Pages

Thursday, August 2, 2007

Meluruskan Makna Tasawuf


“ Dan sesungguhnya pada sisi Allah mereka termasuk orang pilihan (dengan kesucian diri ) yang paling baik “ ( Surah Shaad/38 : 47 ).

Banyak orang melihat bahwa tasawuf adalah amalan tarekat dengan zikir-zikir tertentu, sehingga tasawuf sering disalahpahami sebagai mengikuti ajaran tarekat, dan mefeka yang tidak bertarekat kepada Imam tertentu dianggap tidak bertasawuf. Lebih-lebih lagi seorang wali dianggap orang yang mempunyai kelebihan tertentu,walaupun wali tersebut tidak menjalankan hukum Allah, padahal seorang wali bukanlah orang yang mempunyai kelebihan tetapi orang yang selalu suci kepada Allah dalam ilmu, dalam setiap keadaan, dengan menjaga hukum Allah, menjaga akhlak, dan hati. Secara bahasa tasawuf berasal dari asal kata “Safa” yang berarti suci. Safa dalam arti suci maksudnya adalah terbebas daripada sesuatu yang kotor atau tidak bersih, maka safa maksudnya adalah sesuatu yang terpilih dengan kesucian daripada yang lain. Orang yang bersifat safa tersebut dinamakan dengan sufi, yaitu orang yangselalu dalam keadaan suci, baik suci dalam keilmuan, suci dalam setiap keadaan, dan suci dalam mengadakan hubungan dengan Allah subhana wataala. Ibnu Qayim al Jauzi membagi safa dan tasawuf ( kesuxcian) dalam tiga bentuk :

1. Tasawuf dalam ilmu pengetahuan.

Ilmu yang suci ( ilmu tasawuf ) adalah ilmu yang dapat membimbing orang yang mempunyai ilmu kepada menncapai tujuan mendekatkan diri kepada Allah, yaitu ilmu yang bersumber daripada ilmu yang dibawa dan disampaikan oleh Rasulullah saw. Seorang ulamai tasawu dari Baghdad, Al Juneid berkata : “ilmu kami berkaitan erat dengan Kitabullah dan sunnah Rasulullah. Sesiapa yang tidak menghafal daripada ayat-ayat Al Quran dan tidak berdasarkan daripada hadis-hadis nabi dan tidak memahami (tafaqquh) dalam hukum-hukum syariat, maka orang itu tidak boleh diikuti “. Ulama tasawuf yang lain, Nasr al Abadi berkata : “ Golongan sufi adalah kelompok yang mengikuti Kitabullah dan Sunnah rasulullah, meninggalkan keinginan diri sendiri dan sesuatu yang bid’ah(sesuatu yang tidak berasaskan kepada dalil syariat), mengikuti orang-orang salaf ( ulama terdahulu ), meninggalkan bid’ah yang diciptakan oleh orang lain, dan tetap istiqamah atas apa yang pernah dilalui dan dilakukan oleh ulama terdahulu “. Syekh sufi Sulaiman Darani juga berkata : “Sesungguhnya engkau akan menjalani titik-titik perjalanan suatu kaum, maka janganlah engkau terima setiap perjalanan itu kecuali jika sesuatu itu mempunyai dalil yang jelas daripada kitab dan sunnah.

## PERSYARATAN TUGAS
a - Apakah setiap pernyataan berikut sesuai dengan teks sumber? Jawab ya atau tidak untuk masing-masing, lalu kutip kata-kata penentunya dari teks sumber.
(i) Secara bahasa, tasawuf berasal dari kata "Safa" yang berarti suci.
(ii) Ibnu Qayim al Jauzi membagi safa dan tasawuf dalam empat bentuk.
(iii) Nasr al Abadi menyatakan bahwa golongan sufi mengikuti Kitabullah dan Sunnah rasulullah.
b - Menurut teks sumber, apa sebutan bagi orang yang bersifat safa?
c - Ubah bagian teks sumber dari "Meluruskan Makna Tasawuf" sampai "Shaad/38 : 47 )." dengan mengganti "orang pilihan" menjadi "hamba pilihan".

## BARIS YANG DITAMPILKAN
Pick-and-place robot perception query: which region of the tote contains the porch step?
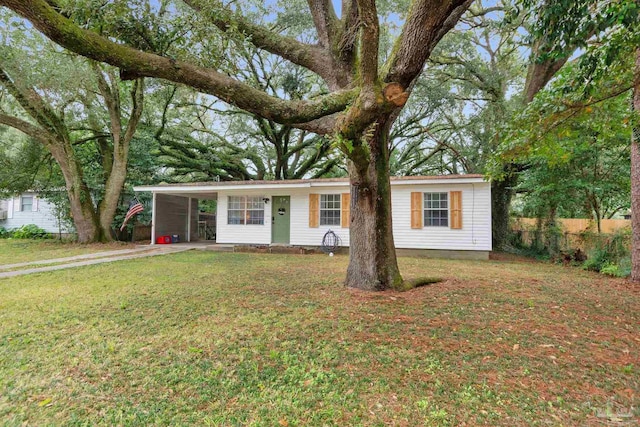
[203,245,234,252]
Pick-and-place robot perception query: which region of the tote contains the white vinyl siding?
[0,193,73,233]
[391,180,491,251]
[422,192,449,227]
[165,180,491,251]
[20,196,34,212]
[320,194,342,226]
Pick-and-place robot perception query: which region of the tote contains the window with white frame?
[320,194,341,225]
[20,196,33,212]
[227,196,264,225]
[423,193,449,227]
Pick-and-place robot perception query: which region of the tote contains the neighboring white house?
[134,175,491,258]
[0,192,69,233]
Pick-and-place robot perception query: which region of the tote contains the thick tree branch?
[307,0,338,51]
[358,0,380,88]
[384,0,472,89]
[0,0,357,124]
[0,113,55,145]
[0,63,68,139]
[184,0,330,78]
[91,62,122,149]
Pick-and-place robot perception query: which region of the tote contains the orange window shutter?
[411,193,423,228]
[340,193,351,228]
[309,194,320,228]
[449,191,462,229]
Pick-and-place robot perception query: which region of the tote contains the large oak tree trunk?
[99,153,128,240]
[51,146,104,243]
[631,48,640,282]
[345,121,402,291]
[491,174,518,250]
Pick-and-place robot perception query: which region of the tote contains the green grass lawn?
[0,251,640,426]
[0,239,134,265]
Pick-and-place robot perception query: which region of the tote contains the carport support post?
[151,191,156,245]
[187,197,191,242]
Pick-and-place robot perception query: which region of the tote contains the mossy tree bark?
[631,48,640,282]
[345,121,402,290]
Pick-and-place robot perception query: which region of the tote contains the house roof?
[133,174,484,194]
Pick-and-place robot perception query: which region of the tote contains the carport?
[134,184,218,245]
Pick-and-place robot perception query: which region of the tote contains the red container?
[156,236,171,245]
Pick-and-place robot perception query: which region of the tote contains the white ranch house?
[0,192,71,233]
[135,175,491,259]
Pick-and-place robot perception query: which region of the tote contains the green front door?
[271,196,291,244]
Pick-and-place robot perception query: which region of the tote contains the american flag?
[120,199,144,231]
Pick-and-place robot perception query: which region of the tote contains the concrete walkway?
[0,245,194,279]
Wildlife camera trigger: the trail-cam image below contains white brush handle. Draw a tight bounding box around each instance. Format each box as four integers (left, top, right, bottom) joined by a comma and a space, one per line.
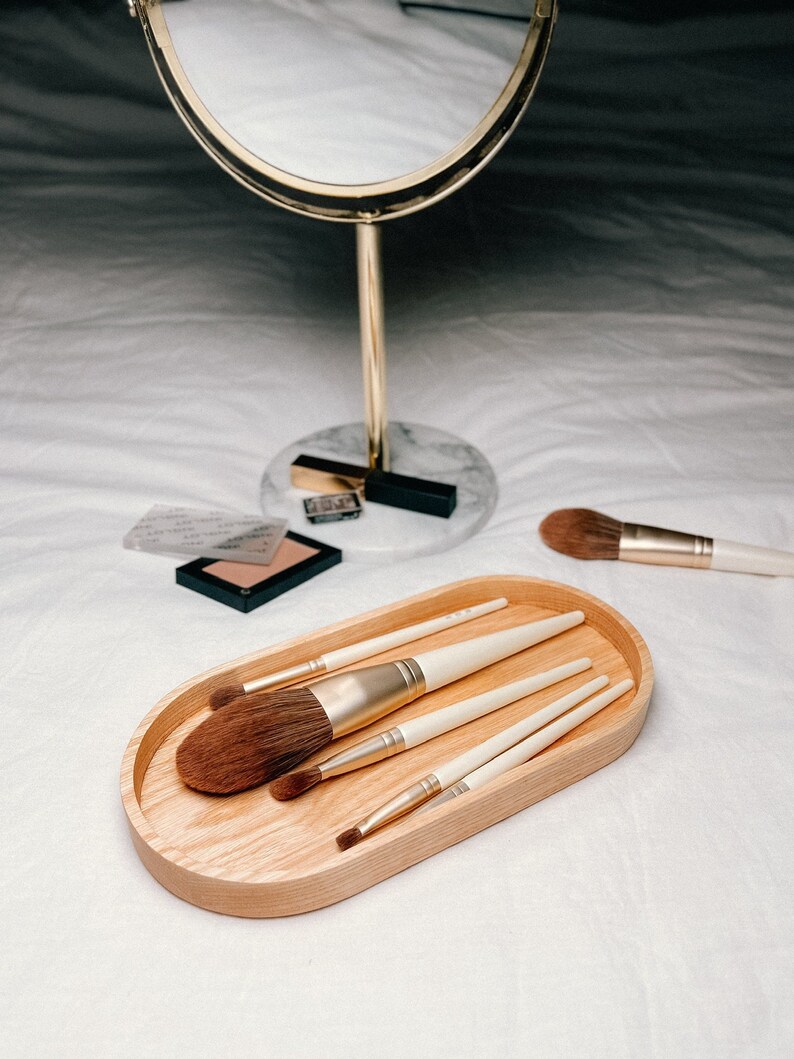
396, 658, 593, 750
461, 680, 634, 790
710, 539, 794, 577
319, 596, 507, 672
432, 677, 609, 790
414, 610, 584, 692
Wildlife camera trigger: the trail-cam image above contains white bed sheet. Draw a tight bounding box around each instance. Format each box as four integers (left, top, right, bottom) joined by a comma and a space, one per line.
0, 4, 794, 1059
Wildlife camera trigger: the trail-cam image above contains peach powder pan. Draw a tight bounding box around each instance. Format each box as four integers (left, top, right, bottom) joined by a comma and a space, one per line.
177, 533, 342, 613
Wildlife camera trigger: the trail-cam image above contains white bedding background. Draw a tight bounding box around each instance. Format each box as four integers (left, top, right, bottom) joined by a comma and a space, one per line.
0, 3, 794, 1059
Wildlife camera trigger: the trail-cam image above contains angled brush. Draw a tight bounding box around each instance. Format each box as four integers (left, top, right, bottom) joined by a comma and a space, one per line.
270, 658, 593, 802
176, 610, 584, 794
210, 596, 507, 710
538, 507, 794, 577
337, 677, 609, 849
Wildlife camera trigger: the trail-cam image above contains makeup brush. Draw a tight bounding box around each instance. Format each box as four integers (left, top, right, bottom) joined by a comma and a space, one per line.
210, 596, 507, 710
176, 610, 584, 794
337, 677, 609, 849
539, 507, 794, 577
270, 658, 593, 802
419, 680, 634, 812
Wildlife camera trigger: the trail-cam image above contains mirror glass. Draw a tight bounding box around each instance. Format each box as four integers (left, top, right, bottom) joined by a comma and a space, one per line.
160, 0, 534, 185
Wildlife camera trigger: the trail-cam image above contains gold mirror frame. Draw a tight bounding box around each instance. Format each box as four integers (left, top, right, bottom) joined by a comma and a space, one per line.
129, 0, 557, 222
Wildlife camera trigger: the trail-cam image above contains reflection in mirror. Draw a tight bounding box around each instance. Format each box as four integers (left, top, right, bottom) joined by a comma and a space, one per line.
161, 0, 531, 185
133, 0, 557, 561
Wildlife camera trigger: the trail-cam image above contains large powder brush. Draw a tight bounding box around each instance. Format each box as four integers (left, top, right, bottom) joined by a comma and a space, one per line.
176, 611, 584, 794
538, 507, 794, 577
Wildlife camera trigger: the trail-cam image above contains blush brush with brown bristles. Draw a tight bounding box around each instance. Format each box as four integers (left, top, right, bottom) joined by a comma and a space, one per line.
270, 658, 593, 802
538, 507, 794, 577
176, 610, 584, 794
210, 596, 507, 710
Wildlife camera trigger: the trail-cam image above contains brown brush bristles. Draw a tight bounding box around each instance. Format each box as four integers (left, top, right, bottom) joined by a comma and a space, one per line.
337, 827, 364, 849
270, 765, 323, 802
210, 684, 246, 710
538, 507, 624, 559
177, 687, 333, 794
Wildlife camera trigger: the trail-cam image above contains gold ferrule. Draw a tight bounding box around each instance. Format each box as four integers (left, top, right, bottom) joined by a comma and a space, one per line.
242, 659, 326, 695
617, 522, 714, 570
309, 659, 426, 739
356, 772, 441, 837
318, 729, 405, 779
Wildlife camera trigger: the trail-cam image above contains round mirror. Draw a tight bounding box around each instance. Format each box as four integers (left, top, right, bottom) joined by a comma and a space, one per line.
128, 0, 556, 560
134, 0, 555, 220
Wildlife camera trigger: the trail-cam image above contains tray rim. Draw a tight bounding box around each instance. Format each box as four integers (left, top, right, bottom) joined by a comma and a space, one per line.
120, 574, 654, 918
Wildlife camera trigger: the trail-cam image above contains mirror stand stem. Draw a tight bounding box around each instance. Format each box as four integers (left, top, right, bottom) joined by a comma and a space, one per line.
356, 222, 390, 470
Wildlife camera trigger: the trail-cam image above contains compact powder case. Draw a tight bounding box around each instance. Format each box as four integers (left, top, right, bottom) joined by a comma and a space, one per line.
177, 533, 342, 613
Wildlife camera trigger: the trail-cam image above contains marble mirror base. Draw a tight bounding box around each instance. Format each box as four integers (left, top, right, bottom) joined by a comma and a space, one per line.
260, 423, 499, 562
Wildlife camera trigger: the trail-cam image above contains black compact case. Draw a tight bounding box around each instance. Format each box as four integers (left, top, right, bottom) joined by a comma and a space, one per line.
177, 532, 342, 613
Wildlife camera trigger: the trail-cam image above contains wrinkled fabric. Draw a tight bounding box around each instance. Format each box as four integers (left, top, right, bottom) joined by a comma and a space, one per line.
0, 3, 794, 1059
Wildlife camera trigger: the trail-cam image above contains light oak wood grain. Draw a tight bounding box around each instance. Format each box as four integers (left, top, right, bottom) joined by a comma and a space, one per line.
121, 576, 653, 917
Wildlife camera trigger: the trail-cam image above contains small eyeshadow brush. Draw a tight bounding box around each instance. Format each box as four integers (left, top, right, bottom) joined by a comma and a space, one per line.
176, 610, 584, 794
337, 677, 609, 849
419, 680, 634, 812
270, 658, 593, 802
210, 596, 507, 710
538, 507, 794, 577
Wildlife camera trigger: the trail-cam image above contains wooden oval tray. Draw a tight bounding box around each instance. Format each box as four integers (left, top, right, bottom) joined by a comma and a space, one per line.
121, 576, 653, 917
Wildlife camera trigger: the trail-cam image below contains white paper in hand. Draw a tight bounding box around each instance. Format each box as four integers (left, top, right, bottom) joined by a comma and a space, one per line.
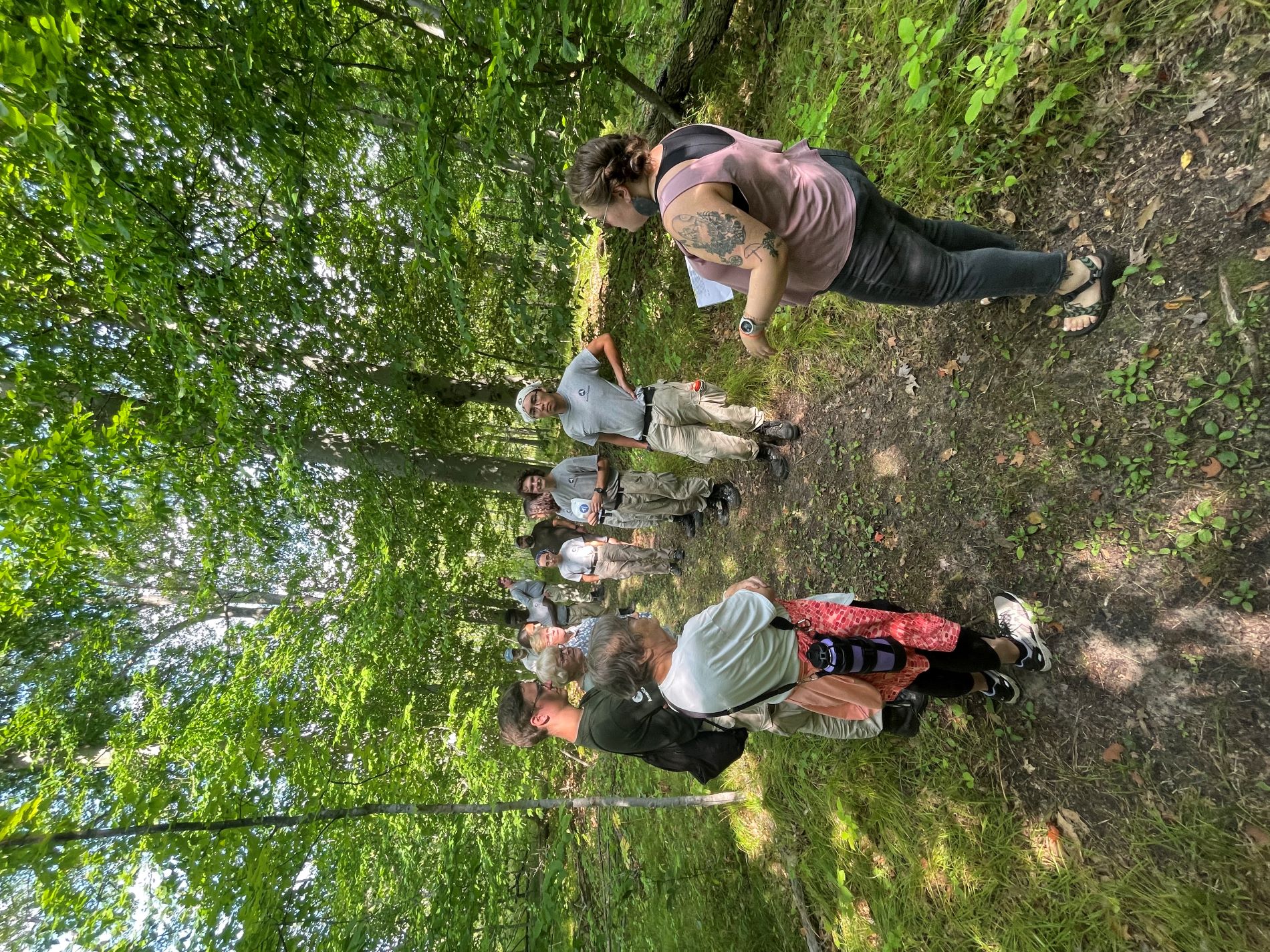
684, 261, 733, 307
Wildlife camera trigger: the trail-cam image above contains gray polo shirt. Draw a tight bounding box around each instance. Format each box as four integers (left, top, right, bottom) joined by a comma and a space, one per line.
551, 457, 622, 515
556, 538, 598, 581
556, 350, 644, 447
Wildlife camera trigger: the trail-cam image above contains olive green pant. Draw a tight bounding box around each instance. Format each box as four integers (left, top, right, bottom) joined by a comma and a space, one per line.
646, 381, 765, 464
604, 472, 711, 529
593, 543, 673, 579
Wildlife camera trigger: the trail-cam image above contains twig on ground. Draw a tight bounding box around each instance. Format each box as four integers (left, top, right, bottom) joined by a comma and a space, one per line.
1217, 272, 1261, 383
781, 849, 824, 952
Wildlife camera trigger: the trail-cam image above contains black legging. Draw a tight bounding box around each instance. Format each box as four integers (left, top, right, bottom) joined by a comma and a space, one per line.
909, 629, 1001, 697
852, 598, 1001, 697
818, 148, 1067, 307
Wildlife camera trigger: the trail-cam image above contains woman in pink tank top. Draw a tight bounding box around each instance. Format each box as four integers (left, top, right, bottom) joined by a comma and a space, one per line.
566, 126, 1122, 357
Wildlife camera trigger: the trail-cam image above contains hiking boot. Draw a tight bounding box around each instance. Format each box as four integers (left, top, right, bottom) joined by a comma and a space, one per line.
755, 420, 803, 444
992, 591, 1054, 671
710, 499, 731, 526
755, 443, 790, 482
981, 671, 1023, 705
710, 482, 741, 509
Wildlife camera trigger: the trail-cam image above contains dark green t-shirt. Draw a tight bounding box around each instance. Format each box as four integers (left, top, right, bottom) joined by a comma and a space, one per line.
577, 685, 701, 754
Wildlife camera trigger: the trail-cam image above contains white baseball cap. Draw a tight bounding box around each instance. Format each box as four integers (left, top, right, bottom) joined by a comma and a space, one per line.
515, 379, 542, 423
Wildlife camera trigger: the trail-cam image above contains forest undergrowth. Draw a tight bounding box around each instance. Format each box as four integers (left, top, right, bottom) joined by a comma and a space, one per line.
559, 3, 1270, 952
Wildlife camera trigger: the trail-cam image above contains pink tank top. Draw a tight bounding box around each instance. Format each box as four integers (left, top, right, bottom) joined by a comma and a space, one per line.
659, 126, 856, 305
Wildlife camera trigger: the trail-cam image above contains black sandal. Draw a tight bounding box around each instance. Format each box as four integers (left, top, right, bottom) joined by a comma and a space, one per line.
1059, 248, 1124, 337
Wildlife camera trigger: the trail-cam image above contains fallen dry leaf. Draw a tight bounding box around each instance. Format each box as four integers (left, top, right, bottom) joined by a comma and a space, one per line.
1231, 175, 1270, 218
1137, 196, 1163, 231
1182, 96, 1217, 122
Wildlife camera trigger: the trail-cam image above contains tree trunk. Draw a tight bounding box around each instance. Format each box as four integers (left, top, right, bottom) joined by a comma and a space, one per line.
0, 792, 745, 850
299, 437, 535, 492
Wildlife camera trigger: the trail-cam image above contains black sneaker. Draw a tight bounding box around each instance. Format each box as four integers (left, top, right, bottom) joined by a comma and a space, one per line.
755, 420, 803, 443
755, 443, 790, 482
992, 591, 1054, 671
981, 671, 1023, 705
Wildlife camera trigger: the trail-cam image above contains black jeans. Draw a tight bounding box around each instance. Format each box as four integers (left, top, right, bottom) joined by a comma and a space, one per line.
851, 598, 1001, 697
818, 148, 1067, 307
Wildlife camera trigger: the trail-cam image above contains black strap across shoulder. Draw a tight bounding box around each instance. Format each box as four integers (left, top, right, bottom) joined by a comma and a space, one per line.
666, 680, 797, 721
653, 126, 749, 212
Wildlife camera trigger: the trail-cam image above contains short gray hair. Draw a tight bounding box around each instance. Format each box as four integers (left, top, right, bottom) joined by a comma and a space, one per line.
533, 645, 573, 687
587, 615, 653, 697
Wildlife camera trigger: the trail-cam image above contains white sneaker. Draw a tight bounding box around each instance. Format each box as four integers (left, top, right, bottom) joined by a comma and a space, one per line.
992, 591, 1054, 671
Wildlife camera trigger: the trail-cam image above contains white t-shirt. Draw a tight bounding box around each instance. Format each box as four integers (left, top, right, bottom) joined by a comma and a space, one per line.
556, 350, 644, 447
556, 538, 597, 581
659, 589, 799, 713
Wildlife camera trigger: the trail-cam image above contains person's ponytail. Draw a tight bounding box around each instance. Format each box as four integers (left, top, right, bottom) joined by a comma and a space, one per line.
565, 134, 649, 208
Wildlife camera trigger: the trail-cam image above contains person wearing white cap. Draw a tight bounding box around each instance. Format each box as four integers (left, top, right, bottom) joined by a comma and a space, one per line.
515, 334, 801, 480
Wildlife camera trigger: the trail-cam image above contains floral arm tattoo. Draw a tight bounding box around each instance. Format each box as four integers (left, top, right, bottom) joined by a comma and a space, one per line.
672, 212, 747, 267
745, 228, 781, 261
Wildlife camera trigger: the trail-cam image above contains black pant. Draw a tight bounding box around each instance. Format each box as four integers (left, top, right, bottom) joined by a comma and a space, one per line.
852, 598, 1001, 697
818, 148, 1067, 306
909, 629, 1001, 697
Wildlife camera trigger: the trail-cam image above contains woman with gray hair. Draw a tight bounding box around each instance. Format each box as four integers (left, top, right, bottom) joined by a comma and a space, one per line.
587, 578, 1051, 720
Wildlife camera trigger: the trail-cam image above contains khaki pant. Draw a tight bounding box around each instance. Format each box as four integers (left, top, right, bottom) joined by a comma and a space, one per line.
648, 381, 763, 464
592, 543, 672, 579
710, 701, 882, 740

## JAWABAN
a -
(i) Ya: "Secara bahasa tasawuf berasal dari asal kata “Safa” yang berarti suci."
(ii) Tidak: "dalam tiga bentuk"
(iii) Ya: "Golongan sufi adalah kelompok yang mengikuti Kitabullah dan Sunnah rasulullah"

b - Sufi.

c -
Meluruskan Makna Tasawuf


“ Dan sesungguhnya pada sisi Allah mereka termasuk hamba pilihan (dengan kesucian diri ) yang paling baik “ ( Surah Shaad/38 : 47 ).